▶ _DOKUMENTTEXT_
▶

Zugleich bewegt sich die mediale Debatte – sofern man überhaupt von einer Debatte sprechen kann – auf einem beklagenswerten Niveau. So versuchte Der Spiegel (12. Juli 2019), den Anti-BDS-Beschluss vom 17. Mai auf eine sowohl ideologische als auch finanzielle Einflussnahme pro-israelischer Lobbygruppen zurückzuführen. Was insgesamt fünf Redakteur*innen auf etlichen Seiten zur Stützung ihrer These zusammentragen, ist allerdings nur eine Sammlung von Vermutungen und Indizien, die allenfalls einen ziemlich alltäglichen Fall von Lobbyismus belegen. Dazu gehört etwa der Bericht über ein »Spendendinner« im Haus des Berliner Zahnarztes Elio Adler, der zugleich Vorsitzender des pro-israelischen Vereins WerteInitiative ist. Etwa 20 teilnehmende Personen, darunter Bundesgesundheitsminister Jens Spahn (CDU), hätten im Anschluss an das Essen dem Verein Spenden »in insgesamt vierstelliger Höhe« überwiesen. Vierstellig – unfassbar! Die Empörung über die tendenziösen Spiegel-Enthüllungen war vorhersehbar. »Mitte-Links-Antisemitismus« bescheinigte Michael Wolffsohn dem Hamburger Magazin: Es habe »das Märchen der jüdischen Weltmacht« reproduziert – wenn’s dem Kampf gegen (Mitte-)Links dient, ist dem konservativen Historiker auch die gröbste Übertreibung nicht peinlich. (Die Welt, 15.7.2019)

◀

▶ _ÜBUNGSDATEN_
▶

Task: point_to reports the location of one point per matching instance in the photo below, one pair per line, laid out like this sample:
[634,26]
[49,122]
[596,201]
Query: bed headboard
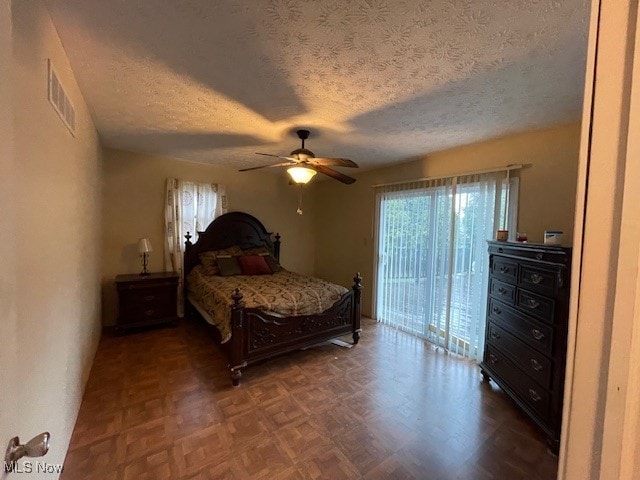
[233,228]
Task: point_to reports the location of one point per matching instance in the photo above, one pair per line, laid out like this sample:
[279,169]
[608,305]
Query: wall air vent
[60,101]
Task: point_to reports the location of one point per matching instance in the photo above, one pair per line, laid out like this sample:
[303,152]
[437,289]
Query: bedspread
[283,293]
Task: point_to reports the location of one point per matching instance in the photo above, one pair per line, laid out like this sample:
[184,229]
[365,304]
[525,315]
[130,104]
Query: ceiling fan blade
[277,156]
[334,162]
[341,177]
[284,164]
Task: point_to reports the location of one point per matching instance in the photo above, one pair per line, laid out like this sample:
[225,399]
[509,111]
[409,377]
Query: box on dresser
[145,300]
[526,329]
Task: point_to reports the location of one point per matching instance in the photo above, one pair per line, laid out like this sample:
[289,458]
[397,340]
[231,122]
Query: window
[189,207]
[432,260]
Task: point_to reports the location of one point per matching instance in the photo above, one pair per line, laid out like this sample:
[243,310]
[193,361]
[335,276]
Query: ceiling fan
[303,164]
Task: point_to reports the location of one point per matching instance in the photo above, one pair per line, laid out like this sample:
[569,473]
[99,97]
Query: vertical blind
[432,261]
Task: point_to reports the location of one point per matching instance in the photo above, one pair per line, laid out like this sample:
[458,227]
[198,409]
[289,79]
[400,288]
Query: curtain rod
[478,172]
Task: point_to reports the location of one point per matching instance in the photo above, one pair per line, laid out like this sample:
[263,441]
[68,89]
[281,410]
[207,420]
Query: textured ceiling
[377,81]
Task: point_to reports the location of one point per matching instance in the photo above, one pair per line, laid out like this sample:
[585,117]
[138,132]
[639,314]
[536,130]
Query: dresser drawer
[538,279]
[531,362]
[526,389]
[505,292]
[504,269]
[146,300]
[536,305]
[529,330]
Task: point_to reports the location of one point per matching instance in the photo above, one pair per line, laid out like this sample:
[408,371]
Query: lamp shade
[144,245]
[301,174]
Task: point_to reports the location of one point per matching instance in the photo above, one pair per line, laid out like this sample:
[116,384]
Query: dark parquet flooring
[159,405]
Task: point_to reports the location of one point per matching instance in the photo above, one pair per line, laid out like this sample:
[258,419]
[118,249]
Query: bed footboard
[257,335]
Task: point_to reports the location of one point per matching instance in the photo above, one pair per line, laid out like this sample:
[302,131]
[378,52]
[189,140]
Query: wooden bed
[257,335]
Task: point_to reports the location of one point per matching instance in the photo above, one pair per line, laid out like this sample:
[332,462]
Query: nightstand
[147,300]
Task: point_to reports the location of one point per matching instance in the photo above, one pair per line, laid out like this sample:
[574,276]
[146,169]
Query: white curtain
[189,207]
[432,255]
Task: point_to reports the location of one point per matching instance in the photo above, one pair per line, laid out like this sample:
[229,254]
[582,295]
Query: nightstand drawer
[147,300]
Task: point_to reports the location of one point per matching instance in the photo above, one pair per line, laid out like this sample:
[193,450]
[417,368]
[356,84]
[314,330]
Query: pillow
[254,265]
[228,265]
[256,251]
[208,259]
[273,263]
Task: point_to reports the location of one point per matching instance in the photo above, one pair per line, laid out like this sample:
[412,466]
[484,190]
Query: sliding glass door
[431,272]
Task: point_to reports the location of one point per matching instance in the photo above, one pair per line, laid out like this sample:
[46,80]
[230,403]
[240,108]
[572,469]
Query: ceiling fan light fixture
[301,175]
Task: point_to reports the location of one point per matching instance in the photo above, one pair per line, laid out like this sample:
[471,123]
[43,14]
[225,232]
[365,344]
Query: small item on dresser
[553,237]
[502,235]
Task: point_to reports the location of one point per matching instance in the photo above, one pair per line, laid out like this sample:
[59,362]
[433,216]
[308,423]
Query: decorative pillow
[208,259]
[228,265]
[254,265]
[273,263]
[262,251]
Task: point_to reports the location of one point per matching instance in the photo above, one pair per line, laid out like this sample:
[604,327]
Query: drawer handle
[537,334]
[535,365]
[534,395]
[535,278]
[532,304]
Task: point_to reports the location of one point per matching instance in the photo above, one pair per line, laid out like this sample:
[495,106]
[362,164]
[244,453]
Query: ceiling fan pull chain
[299,210]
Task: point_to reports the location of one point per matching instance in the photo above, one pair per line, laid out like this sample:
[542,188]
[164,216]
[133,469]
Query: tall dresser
[526,331]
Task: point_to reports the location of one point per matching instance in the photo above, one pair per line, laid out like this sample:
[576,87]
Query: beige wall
[53,275]
[344,224]
[8,283]
[133,207]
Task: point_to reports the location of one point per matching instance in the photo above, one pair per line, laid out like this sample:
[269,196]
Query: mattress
[283,294]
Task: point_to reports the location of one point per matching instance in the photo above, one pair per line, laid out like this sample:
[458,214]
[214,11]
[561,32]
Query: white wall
[54,209]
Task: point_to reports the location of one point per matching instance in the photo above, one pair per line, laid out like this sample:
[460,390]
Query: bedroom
[65,211]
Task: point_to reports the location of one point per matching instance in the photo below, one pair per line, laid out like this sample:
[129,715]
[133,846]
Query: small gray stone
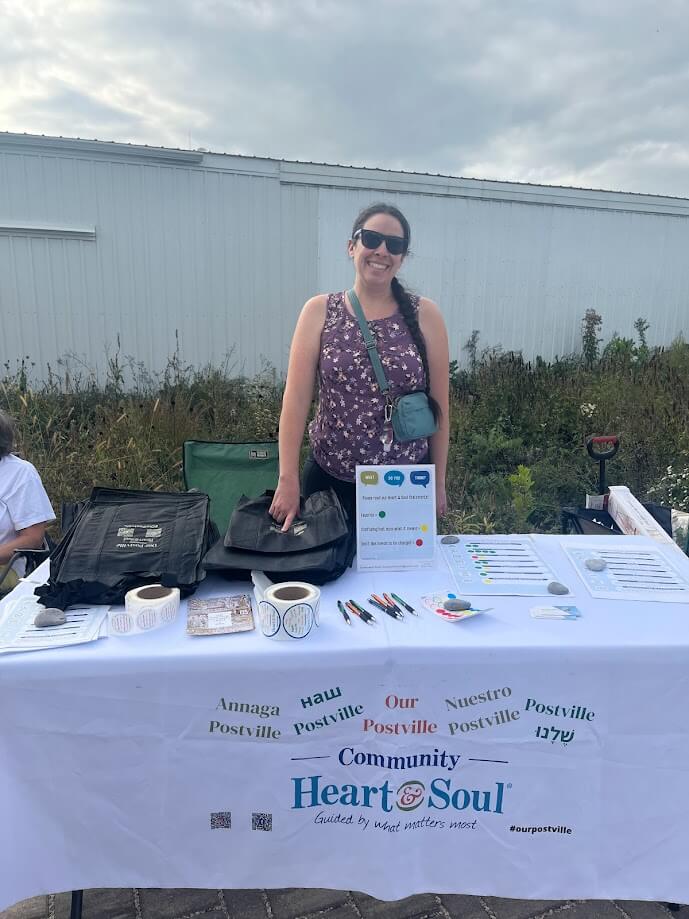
[596,564]
[456,606]
[49,617]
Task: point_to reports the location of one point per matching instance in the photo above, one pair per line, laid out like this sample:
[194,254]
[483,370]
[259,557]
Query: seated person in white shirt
[25,508]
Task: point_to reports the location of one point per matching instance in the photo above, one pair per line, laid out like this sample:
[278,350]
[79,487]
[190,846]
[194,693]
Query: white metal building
[100,241]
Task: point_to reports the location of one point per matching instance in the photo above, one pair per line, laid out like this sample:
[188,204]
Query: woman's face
[377,266]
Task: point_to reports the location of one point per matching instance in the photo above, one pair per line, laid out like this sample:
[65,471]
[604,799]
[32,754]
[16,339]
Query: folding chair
[227,470]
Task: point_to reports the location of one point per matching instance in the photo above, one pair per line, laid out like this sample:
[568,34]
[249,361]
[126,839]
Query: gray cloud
[501,89]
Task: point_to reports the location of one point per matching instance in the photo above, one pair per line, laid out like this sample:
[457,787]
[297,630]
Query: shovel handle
[603,446]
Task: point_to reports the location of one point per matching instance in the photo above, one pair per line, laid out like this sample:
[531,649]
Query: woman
[25,508]
[349,427]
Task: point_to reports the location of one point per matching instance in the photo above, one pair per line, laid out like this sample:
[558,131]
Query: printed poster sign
[395,510]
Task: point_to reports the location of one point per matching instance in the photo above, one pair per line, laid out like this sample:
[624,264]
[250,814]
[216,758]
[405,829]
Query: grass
[517,429]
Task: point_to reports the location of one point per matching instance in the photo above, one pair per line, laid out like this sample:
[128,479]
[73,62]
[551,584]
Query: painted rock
[456,606]
[595,564]
[49,617]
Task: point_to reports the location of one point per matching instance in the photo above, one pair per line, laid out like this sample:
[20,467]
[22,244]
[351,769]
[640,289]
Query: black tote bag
[121,539]
[318,547]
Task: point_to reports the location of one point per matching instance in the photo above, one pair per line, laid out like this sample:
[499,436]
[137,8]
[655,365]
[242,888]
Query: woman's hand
[440,500]
[285,505]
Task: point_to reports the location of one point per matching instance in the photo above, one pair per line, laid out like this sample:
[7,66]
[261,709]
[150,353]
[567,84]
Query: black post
[77,898]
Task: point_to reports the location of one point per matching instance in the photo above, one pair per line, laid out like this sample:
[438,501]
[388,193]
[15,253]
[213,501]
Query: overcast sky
[592,93]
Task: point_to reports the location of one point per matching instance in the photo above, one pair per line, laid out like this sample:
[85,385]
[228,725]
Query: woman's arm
[432,325]
[301,378]
[28,538]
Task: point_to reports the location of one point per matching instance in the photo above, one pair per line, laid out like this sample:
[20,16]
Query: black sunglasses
[371,239]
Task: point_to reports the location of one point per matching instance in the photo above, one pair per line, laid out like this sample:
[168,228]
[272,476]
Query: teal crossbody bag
[411,415]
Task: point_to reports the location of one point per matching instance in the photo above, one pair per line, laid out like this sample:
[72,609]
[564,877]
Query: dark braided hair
[399,292]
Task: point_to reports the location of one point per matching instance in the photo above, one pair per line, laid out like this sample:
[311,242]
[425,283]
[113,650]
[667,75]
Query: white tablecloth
[506,755]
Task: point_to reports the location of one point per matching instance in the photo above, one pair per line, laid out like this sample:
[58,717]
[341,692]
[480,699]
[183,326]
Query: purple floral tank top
[349,424]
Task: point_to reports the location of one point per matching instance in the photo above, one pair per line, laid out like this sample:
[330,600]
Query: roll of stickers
[145,609]
[289,610]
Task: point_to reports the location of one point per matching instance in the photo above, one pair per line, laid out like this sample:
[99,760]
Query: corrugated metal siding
[524,275]
[216,254]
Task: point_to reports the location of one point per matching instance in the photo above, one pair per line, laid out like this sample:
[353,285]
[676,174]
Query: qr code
[221,821]
[262,822]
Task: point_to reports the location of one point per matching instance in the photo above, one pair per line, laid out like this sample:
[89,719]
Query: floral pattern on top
[349,424]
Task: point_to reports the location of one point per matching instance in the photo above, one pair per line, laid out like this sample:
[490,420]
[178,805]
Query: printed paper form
[18,633]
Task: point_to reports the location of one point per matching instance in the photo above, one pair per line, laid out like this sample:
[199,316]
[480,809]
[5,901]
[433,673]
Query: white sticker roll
[289,610]
[145,609]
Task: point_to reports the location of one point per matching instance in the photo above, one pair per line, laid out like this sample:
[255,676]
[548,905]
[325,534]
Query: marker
[410,609]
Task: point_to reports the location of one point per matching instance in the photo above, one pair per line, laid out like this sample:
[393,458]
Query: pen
[381,606]
[391,603]
[360,611]
[409,609]
[390,612]
[352,609]
[379,600]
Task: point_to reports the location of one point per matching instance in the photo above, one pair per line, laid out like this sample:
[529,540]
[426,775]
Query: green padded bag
[225,471]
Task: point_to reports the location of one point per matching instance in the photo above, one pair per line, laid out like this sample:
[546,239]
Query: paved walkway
[322,904]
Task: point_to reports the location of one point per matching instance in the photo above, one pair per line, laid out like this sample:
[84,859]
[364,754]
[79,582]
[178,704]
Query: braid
[411,318]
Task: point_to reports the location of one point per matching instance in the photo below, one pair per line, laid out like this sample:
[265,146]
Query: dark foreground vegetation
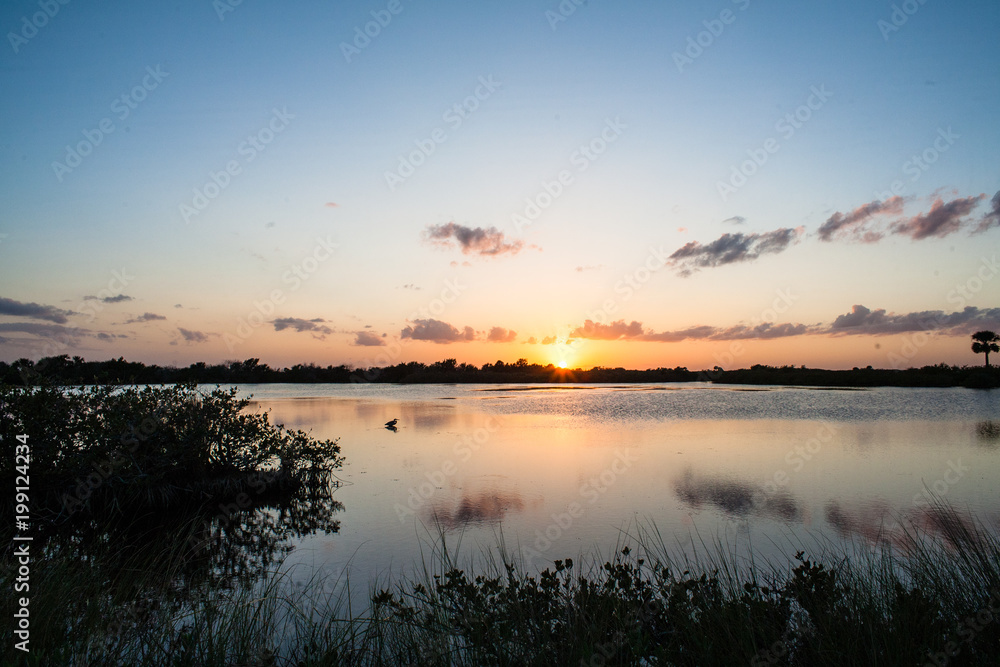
[931,602]
[161,517]
[63,370]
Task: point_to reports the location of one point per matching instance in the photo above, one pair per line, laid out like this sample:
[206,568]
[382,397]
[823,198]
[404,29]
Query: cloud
[145,317]
[762,331]
[44,330]
[691,333]
[855,225]
[478,241]
[501,335]
[616,330]
[35,311]
[368,339]
[118,298]
[734,497]
[732,248]
[438,332]
[943,219]
[193,336]
[992,218]
[300,325]
[864,321]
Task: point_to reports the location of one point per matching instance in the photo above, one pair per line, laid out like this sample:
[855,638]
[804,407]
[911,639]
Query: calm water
[563,470]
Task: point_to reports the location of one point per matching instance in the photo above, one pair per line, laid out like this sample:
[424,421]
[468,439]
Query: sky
[586,183]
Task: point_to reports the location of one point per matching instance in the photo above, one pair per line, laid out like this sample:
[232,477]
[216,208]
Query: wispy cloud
[300,325]
[501,335]
[943,219]
[33,310]
[762,331]
[864,321]
[145,317]
[44,330]
[437,331]
[992,217]
[874,221]
[733,248]
[368,339]
[614,331]
[118,298]
[194,336]
[481,241]
[856,225]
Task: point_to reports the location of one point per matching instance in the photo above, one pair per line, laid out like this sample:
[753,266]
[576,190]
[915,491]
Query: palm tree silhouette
[985,342]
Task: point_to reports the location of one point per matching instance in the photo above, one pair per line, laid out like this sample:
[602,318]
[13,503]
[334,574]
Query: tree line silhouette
[66,370]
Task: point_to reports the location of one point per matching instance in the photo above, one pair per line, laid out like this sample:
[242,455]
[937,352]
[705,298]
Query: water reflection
[878,522]
[988,433]
[734,497]
[488,507]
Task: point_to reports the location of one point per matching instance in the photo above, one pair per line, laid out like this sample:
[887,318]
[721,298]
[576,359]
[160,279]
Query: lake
[568,470]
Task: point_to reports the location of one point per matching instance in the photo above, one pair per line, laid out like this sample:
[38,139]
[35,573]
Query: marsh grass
[908,601]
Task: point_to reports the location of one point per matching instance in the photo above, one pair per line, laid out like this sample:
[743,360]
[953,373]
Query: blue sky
[199,82]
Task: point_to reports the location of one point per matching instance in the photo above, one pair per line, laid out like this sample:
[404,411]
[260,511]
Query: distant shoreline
[63,370]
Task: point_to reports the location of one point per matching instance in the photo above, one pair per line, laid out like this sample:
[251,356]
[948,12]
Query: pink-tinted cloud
[487,242]
[300,325]
[501,335]
[35,311]
[943,219]
[864,321]
[368,339]
[733,248]
[614,331]
[858,224]
[992,217]
[438,332]
[193,336]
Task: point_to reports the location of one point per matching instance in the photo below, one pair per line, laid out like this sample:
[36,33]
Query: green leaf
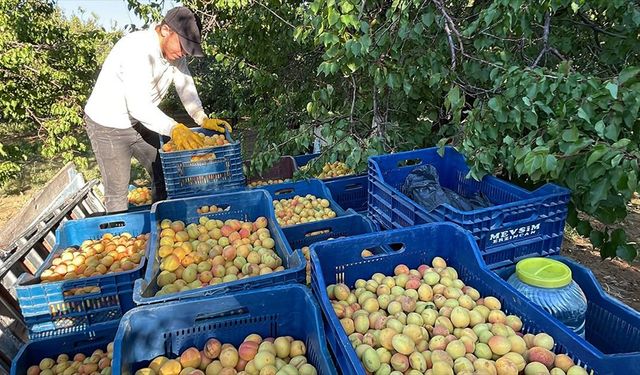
[627,252]
[598,191]
[608,250]
[616,160]
[613,89]
[624,142]
[393,80]
[575,7]
[453,96]
[495,104]
[618,237]
[597,238]
[551,163]
[599,127]
[333,16]
[596,154]
[346,6]
[570,135]
[627,74]
[427,19]
[612,132]
[583,115]
[584,228]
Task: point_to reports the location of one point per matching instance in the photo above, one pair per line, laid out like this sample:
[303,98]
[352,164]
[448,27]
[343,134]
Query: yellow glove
[185,139]
[216,124]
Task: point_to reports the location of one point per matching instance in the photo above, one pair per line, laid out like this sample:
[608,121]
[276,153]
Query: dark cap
[187,25]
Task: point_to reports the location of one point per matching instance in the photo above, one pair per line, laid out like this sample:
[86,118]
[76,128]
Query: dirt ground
[617,277]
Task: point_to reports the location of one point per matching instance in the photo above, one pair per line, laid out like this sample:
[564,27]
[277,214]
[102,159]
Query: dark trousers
[114,149]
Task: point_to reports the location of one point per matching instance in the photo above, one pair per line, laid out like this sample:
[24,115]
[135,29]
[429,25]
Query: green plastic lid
[543,272]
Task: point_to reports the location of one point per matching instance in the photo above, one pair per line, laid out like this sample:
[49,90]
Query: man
[122,115]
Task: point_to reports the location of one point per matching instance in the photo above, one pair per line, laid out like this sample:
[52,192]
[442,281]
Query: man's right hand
[185,139]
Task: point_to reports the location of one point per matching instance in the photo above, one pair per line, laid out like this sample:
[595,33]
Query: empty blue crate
[301,188]
[283,170]
[340,261]
[300,236]
[54,306]
[134,207]
[350,192]
[186,174]
[85,342]
[612,329]
[168,329]
[302,160]
[515,215]
[244,206]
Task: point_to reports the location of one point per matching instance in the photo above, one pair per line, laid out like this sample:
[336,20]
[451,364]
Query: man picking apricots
[122,115]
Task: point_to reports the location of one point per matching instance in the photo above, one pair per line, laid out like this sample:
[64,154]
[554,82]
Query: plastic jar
[549,284]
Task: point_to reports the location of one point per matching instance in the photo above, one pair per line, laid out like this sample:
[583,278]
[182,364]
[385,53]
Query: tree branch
[545,39]
[274,13]
[353,99]
[596,27]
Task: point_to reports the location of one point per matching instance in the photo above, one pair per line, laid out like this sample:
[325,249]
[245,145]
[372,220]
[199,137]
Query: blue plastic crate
[134,208]
[302,160]
[45,307]
[606,318]
[300,236]
[168,329]
[313,186]
[184,178]
[283,169]
[340,261]
[71,343]
[244,205]
[349,192]
[516,214]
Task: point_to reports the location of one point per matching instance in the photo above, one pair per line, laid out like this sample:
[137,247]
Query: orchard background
[529,91]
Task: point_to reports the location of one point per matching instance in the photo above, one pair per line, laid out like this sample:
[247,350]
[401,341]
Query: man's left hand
[216,124]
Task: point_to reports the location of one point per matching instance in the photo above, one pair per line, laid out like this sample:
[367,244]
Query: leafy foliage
[532,91]
[47,68]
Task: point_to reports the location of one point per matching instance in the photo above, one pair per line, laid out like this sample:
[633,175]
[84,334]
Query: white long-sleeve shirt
[134,79]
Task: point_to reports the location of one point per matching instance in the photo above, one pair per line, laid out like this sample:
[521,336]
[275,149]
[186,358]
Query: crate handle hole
[317,232]
[396,246]
[208,317]
[219,208]
[284,191]
[409,162]
[114,224]
[83,291]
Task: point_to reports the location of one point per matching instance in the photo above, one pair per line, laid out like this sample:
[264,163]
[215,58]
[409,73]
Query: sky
[109,12]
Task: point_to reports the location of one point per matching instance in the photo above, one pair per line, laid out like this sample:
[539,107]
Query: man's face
[170,45]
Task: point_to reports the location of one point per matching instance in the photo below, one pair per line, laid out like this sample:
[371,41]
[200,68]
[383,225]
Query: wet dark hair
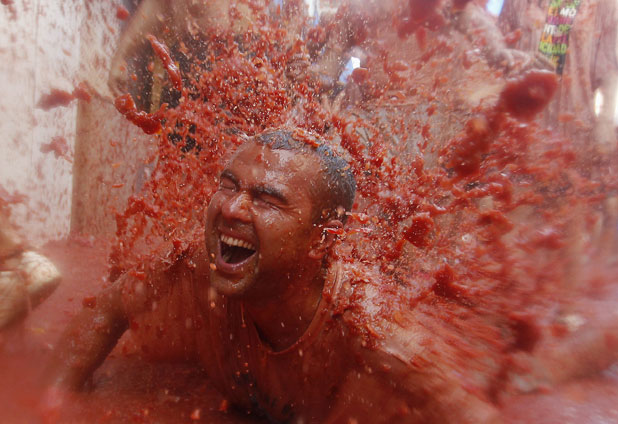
[338,187]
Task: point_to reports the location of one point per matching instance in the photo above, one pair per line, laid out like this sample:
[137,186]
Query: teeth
[231,241]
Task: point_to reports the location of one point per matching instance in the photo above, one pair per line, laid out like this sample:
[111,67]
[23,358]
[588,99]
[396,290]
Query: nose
[237,208]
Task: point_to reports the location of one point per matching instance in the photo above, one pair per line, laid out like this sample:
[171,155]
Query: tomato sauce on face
[464,205]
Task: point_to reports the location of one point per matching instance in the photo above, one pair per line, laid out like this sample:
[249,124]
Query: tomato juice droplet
[163,53]
[528,95]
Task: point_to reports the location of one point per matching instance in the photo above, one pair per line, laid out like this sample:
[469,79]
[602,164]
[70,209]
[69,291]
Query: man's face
[259,228]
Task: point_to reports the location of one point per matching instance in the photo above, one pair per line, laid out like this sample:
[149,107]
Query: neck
[282,319]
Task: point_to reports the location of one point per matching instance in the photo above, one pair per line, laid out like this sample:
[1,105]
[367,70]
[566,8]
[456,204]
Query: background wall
[39,50]
[47,45]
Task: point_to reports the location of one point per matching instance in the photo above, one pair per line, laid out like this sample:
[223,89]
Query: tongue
[235,254]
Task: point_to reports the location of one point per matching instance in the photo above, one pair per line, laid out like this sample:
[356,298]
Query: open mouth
[235,251]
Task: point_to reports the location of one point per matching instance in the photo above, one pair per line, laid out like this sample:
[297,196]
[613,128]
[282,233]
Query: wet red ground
[128,389]
[125,389]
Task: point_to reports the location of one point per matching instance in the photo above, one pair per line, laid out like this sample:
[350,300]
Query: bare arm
[89,338]
[604,127]
[147,19]
[479,25]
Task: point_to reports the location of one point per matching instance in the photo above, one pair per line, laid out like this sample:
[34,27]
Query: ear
[325,238]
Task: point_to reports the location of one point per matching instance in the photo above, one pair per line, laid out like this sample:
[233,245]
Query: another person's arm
[147,19]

◀

▶ _AUFGABEN ZUR ÜBUNG_
**A)** Fassen Sie den Absatz des Textes zur Anti-BDS-Debatte, der mit »Zugleich bewegt sich die mediale Debatte« beginnt, als knappe Stichpunktliste zusammen, ohne seine wesentlichen Fakten auszulassen.
**B)** Setzen Sie den Text zur Anti-BDS-Debatte im Anschluss an seinen letzten Satz fort.
Das oben stehende Material stammt aus einer anderen Quelle als der Text zur Anti-BDS-Debatte.

▶ _ERGEBNISSE JE AUFGABE_
**A)**
- Die mediale Debatte bewegt sich auf beklagenswertem Niveau, sofern man überhaupt von einer Debatte sprechen kann.
- Der Spiegel (12. Juli 2019) führte den Anti-BDS-Beschluss vom 17. Mai auf ideologische und finanzielle Einflussnahme pro-israelischer Lobbygruppen zurück.
- Die fünf Redakteur*innen tragen jedoch nur Vermutungen und Indizien zusammen, die allenfalls einen alltäglichen Fall von Lobbyismus belegen.
- Ein Beispiel ist ein »Spendendinner« im Haus des Berliner Zahnarztes Elio Adler, des Vorsitzenden der WerteInitiative. Rund 20 Gäste, darunter Bundesgesundheitsminister Jens Spahn (CDU), spendeten danach insgesamt einen vierstelligen Betrag.
- Die Empörung über die Enthüllungen war vorhersehbar. Michael Wolffsohn warf dem Magazin in der Welt (15.7.2019) »Mitte-Links-Antisemitismus« und die Reproduktion des »Märchens der jüdischen Weltmacht« vor. Der Text wertet dies als grobe Übertreibung.

**B)**
Innerhalb der bundesdeutschen Linken sind die Positionen zum israelisch-palästinensischen Konflikt seit Jahren weitgehend unverändert. Die Antideutschen rücken eher noch weiter nach rechts und finden sich mittlerweile an der Seite von Nationalkonservativen und Islamhassern – wenn sie nicht selbst dazu geworden sind. Der langjährige konkret-Autor Alex Feuerherdt begrüßt, wie zu erwarten war, nicht nur den Anti-BDS-Beschluss, sondern fordert darüber hinaus die Bundestagsparteien auf, nun »gegenüber ihren eigenen Parteistiftungen konsequent« zu sein. Denn jetzt biete sich »eine echte Chance, die schädliche Kooperation von Stiftungen, Hilfswerken und anderen Organisationen mit palästinensischen Vereinigungen, die zur antisemitischen BDS-Bewegung gehören oder sie unterstützen, zu beenden und die diesbezügliche staatliche Förderpraxis zu ändern.« (mena-exklusiv) Bei den Geschichtsrevisionisten Alexander »Vogelschiss« Gauland und Björn »Denkmal der Schande« Höcke von der selbsternannten »Partei der Freunde Israels«, die seit Jahren zivilgesellschaftliche Akteure mit ähnlichen Forderungen verfolgt, wird er damit auf volle Zustimmung stoßen. Wenn das keine Querfront ist!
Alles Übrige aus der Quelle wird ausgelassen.